▶ [Excerpted data]
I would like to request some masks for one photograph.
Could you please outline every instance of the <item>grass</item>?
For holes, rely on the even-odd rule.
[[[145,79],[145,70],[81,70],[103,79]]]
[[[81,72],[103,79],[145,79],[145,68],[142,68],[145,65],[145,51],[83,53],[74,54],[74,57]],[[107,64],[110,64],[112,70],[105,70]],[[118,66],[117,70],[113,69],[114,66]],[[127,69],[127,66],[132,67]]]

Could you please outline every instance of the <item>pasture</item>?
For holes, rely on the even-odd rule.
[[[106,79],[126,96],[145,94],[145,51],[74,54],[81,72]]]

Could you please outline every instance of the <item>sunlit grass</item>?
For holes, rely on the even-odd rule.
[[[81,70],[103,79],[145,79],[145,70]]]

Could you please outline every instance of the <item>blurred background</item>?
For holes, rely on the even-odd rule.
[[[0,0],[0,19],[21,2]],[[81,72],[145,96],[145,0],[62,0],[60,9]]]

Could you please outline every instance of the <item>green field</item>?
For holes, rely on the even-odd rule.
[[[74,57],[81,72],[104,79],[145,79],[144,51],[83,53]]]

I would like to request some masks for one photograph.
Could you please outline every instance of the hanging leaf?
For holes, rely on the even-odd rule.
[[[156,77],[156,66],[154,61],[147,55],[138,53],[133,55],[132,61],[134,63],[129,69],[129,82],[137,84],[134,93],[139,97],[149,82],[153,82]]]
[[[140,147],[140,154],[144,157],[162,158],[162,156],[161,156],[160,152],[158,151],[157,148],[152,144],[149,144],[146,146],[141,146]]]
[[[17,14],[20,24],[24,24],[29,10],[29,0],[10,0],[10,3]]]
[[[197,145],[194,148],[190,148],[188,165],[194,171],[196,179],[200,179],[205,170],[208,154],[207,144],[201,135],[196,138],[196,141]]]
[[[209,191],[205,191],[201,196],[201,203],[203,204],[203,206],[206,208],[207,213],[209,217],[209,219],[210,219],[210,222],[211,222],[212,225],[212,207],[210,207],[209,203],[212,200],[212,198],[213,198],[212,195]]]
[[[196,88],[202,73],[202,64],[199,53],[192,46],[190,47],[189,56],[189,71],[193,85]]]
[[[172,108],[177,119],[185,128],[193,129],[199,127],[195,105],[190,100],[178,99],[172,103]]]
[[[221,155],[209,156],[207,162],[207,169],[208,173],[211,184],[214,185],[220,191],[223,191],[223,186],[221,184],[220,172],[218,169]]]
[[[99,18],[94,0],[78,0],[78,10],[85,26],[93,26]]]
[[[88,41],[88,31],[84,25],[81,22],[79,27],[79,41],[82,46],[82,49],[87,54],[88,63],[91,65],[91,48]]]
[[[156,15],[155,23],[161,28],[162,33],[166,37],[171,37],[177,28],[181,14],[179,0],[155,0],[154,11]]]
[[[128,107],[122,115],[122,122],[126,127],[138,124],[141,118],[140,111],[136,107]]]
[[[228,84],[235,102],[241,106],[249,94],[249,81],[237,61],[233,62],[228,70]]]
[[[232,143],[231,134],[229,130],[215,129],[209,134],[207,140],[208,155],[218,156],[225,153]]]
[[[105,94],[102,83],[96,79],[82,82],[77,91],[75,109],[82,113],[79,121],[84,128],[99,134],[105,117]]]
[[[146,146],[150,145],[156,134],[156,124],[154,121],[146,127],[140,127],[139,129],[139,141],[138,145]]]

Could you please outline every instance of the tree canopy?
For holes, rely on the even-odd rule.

▶ [Aim] Reproduce all of the records above line for line, with no changes to wording, order, or line breaks.

▶ [Answer to this task]
I would like to request some masks for one photograph.
Could you please outline every instance of the <item>grass</item>?
For holes, rely on the even-odd rule.
[[[145,79],[145,70],[81,70],[103,79]]]
[[[81,72],[103,79],[145,79],[145,68],[142,68],[145,65],[145,51],[83,53],[74,54],[74,57]],[[107,64],[110,64],[112,70],[105,70]],[[118,66],[117,70],[113,69],[114,66]],[[127,69],[127,66],[132,67]]]

Could you please outline every instance of the <item>pasture</item>?
For holes, rely on the even-odd rule.
[[[106,79],[126,96],[145,94],[145,51],[74,54],[81,72]]]

Could you please outline every instance of the <item>sunlit grass</item>?
For holes, rely on the even-odd rule.
[[[81,70],[103,79],[145,79],[145,70]]]

Could you please outline every instance of the <item>blurred background</item>?
For holes, rely on the even-odd rule.
[[[0,0],[0,19],[21,2]],[[81,72],[145,96],[145,0],[62,0],[60,9]]]

Could you please outline every instance of the <item>green field</item>?
For holes, rely on the even-odd rule.
[[[74,57],[81,72],[104,79],[145,79],[144,51],[83,53]]]

I would like to request some masks for one photograph.
Could you please outline every instance of the hanging leaf?
For holes, rely on the even-odd rule.
[[[156,77],[156,66],[154,61],[147,55],[138,53],[133,55],[132,61],[134,63],[129,69],[129,82],[137,84],[134,93],[139,97],[149,82],[153,82]]]
[[[140,147],[140,154],[144,157],[162,158],[162,156],[161,156],[160,152],[158,151],[157,148],[152,144],[149,144],[146,146],[141,146]]]
[[[17,14],[20,24],[24,24],[29,10],[29,0],[10,0],[10,3]]]
[[[197,145],[194,148],[190,148],[188,165],[194,171],[196,179],[200,179],[205,170],[208,154],[207,144],[201,135],[196,138],[196,141]]]
[[[209,191],[205,191],[201,196],[201,203],[203,204],[203,206],[206,208],[207,213],[209,217],[209,219],[210,219],[210,222],[211,222],[212,225],[212,207],[210,207],[209,203],[212,200],[212,198],[213,198],[212,195]]]
[[[196,88],[202,73],[202,64],[199,53],[192,46],[190,47],[189,56],[189,71],[193,85]]]
[[[172,108],[177,119],[185,128],[193,129],[199,127],[195,105],[190,100],[178,99],[172,103]]]
[[[221,155],[209,156],[207,162],[207,169],[208,173],[211,184],[214,185],[220,191],[223,191],[223,186],[221,184],[220,172],[218,169]]]
[[[99,18],[94,0],[78,0],[78,10],[85,26],[93,26]]]
[[[88,41],[88,31],[84,25],[81,22],[79,27],[79,41],[82,46],[82,49],[87,54],[88,63],[91,65],[91,48]]]
[[[156,15],[155,23],[161,28],[162,33],[166,37],[171,37],[177,28],[181,14],[179,0],[155,0],[154,11]]]
[[[128,107],[122,115],[122,122],[126,127],[138,124],[141,118],[140,111],[136,107]]]
[[[228,84],[235,102],[241,106],[249,94],[249,81],[237,61],[233,62],[228,70]]]
[[[232,143],[231,134],[229,130],[215,129],[209,134],[207,140],[208,155],[218,156],[225,153]]]
[[[105,94],[102,83],[96,79],[82,82],[77,91],[75,109],[82,113],[79,121],[84,128],[99,134],[105,117]]]
[[[146,146],[150,145],[156,134],[156,124],[154,121],[146,127],[140,127],[139,129],[139,141],[138,145]]]

Could you please outline every instance of the tree canopy?
For holes, rely on the even-odd rule.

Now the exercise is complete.